[About this exercise] The entries below are to be duplicated exactly, with nothing left out.

Start of Dataset extract

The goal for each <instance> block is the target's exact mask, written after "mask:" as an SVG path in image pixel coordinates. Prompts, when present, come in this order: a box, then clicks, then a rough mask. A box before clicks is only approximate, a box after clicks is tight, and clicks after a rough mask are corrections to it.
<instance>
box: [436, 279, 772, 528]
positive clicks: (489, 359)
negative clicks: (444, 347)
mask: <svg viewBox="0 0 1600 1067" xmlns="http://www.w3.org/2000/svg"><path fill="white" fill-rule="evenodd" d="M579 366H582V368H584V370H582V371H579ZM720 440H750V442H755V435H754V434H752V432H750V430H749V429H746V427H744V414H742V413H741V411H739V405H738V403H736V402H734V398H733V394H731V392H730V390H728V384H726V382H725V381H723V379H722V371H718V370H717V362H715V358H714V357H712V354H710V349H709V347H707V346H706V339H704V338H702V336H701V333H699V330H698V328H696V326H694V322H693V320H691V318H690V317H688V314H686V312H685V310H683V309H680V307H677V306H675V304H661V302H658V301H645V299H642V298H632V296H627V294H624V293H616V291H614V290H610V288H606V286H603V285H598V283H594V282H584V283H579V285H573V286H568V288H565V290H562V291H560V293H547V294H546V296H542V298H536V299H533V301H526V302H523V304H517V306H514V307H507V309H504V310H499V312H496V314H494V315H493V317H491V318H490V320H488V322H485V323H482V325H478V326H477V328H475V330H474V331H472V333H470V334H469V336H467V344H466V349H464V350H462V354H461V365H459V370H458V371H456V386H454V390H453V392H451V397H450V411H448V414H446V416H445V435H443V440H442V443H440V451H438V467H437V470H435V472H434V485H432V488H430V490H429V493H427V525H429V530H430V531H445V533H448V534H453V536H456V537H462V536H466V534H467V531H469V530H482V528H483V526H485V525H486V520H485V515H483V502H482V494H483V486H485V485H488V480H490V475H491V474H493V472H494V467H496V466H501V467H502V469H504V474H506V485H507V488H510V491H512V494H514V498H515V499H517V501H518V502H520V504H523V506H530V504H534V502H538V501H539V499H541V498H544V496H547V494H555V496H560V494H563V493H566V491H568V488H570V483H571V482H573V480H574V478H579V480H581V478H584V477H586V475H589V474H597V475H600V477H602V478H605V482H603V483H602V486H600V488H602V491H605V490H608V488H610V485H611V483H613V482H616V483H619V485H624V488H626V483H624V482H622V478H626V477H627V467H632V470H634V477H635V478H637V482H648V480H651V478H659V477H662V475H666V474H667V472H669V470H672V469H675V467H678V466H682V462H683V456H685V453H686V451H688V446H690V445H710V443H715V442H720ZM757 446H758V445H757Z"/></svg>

End of Dataset extract

[Answer space]
The goal for each <instance> block is the target's exact mask, written after "mask:" as an SVG path in image pixel coordinates. Prompts, when present, come in this order: a box, then clicks, then a rough mask. A box before clicks is only approximate, a box after clicks is tight, and clicks after a rough mask are corrections to it.
<instance>
box: [436, 279, 772, 528]
positive clicks: (489, 359)
negative clicks: (444, 347)
mask: <svg viewBox="0 0 1600 1067" xmlns="http://www.w3.org/2000/svg"><path fill="white" fill-rule="evenodd" d="M579 366H582V368H584V370H582V371H579ZM720 440H750V442H755V435H754V434H752V432H750V430H749V429H746V427H744V414H742V413H741V411H739V405H738V403H736V402H734V398H733V394H731V392H730V390H728V384H726V382H725V381H723V379H722V371H718V370H717V362H715V358H714V357H712V354H710V349H709V347H707V346H706V339H704V338H702V336H701V333H699V330H698V328H696V326H694V322H693V320H691V318H690V317H688V314H686V312H685V310H683V309H680V307H677V306H675V304H661V302H658V301H645V299H642V298H632V296H627V294H624V293H616V291H614V290H610V288H606V286H603V285H598V283H594V282H584V283H579V285H573V286H568V288H565V290H562V291H560V293H547V294H546V296H542V298H536V299H533V301H526V302H523V304H517V306H514V307H507V309H504V310H499V312H496V314H494V315H493V317H491V318H490V320H488V322H485V323H482V325H478V326H477V328H475V330H474V331H472V333H470V334H469V336H467V344H466V349H464V350H462V354H461V365H459V370H458V371H456V386H454V390H453V392H451V397H450V411H448V414H446V416H445V435H443V440H442V443H440V451H438V467H437V470H435V472H434V485H432V488H430V490H429V493H427V525H429V530H430V531H445V533H448V534H453V536H456V537H462V536H466V534H467V531H469V530H482V528H483V526H485V525H486V520H485V515H483V502H482V494H483V486H485V485H488V480H490V475H491V474H493V472H494V467H496V466H501V467H502V469H504V474H506V485H507V488H510V491H512V494H514V498H515V499H517V501H518V502H520V504H523V506H530V504H534V502H538V501H539V499H541V498H544V496H547V494H555V496H560V494H563V493H566V491H568V488H570V483H571V482H573V480H574V478H579V480H581V478H584V477H586V475H589V474H597V475H600V477H602V478H605V482H603V483H602V486H600V488H602V491H605V490H608V488H610V485H611V483H613V482H616V483H619V485H624V488H626V483H624V482H622V478H626V477H627V467H632V470H634V477H635V478H637V482H648V480H651V478H659V477H662V475H666V474H667V472H669V470H672V469H675V467H678V466H682V462H683V456H685V453H686V451H688V446H690V445H710V443H715V442H720ZM757 446H758V445H757Z"/></svg>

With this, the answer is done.